PROVIDED INFORMATION below:

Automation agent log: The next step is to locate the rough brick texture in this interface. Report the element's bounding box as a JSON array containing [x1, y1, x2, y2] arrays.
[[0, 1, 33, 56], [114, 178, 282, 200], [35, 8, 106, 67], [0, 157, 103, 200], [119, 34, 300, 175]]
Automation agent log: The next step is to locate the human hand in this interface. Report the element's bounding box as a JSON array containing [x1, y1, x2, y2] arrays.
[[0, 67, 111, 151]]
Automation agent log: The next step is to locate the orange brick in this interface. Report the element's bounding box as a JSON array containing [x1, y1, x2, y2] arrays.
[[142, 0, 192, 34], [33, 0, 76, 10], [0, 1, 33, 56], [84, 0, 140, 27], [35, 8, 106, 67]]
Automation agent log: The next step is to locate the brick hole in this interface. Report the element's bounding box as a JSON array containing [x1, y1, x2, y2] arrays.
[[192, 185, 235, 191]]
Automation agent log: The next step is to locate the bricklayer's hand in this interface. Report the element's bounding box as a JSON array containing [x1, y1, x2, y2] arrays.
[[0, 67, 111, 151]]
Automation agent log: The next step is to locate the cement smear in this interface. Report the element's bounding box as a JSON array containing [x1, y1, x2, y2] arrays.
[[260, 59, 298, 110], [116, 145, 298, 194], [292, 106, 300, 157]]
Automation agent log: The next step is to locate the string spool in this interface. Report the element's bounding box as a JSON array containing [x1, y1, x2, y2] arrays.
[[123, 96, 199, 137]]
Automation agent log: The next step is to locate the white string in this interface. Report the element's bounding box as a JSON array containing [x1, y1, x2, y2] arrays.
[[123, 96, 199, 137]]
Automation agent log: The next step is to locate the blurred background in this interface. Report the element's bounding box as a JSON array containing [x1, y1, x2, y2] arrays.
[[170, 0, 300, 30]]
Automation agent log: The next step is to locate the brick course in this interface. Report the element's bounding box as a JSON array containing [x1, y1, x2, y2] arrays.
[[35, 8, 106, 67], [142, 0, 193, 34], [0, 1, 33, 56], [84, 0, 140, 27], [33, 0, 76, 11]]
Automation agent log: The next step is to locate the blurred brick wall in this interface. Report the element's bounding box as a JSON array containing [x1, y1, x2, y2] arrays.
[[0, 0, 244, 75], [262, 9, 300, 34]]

End of PROVIDED INFORMATION.

YOUR GOAL
The answer must be exactly the lines from the one containing "the blurred brick" through the final line of the data, both ends included, and nothing else.

TASK ANSWER
Automation agent log: The next step is to locate the blurred brick wall in this interface. Report the element's bounding box as a JSON array containing [x1, y1, x2, y2] arrays.
[[0, 0, 244, 75], [262, 9, 300, 34]]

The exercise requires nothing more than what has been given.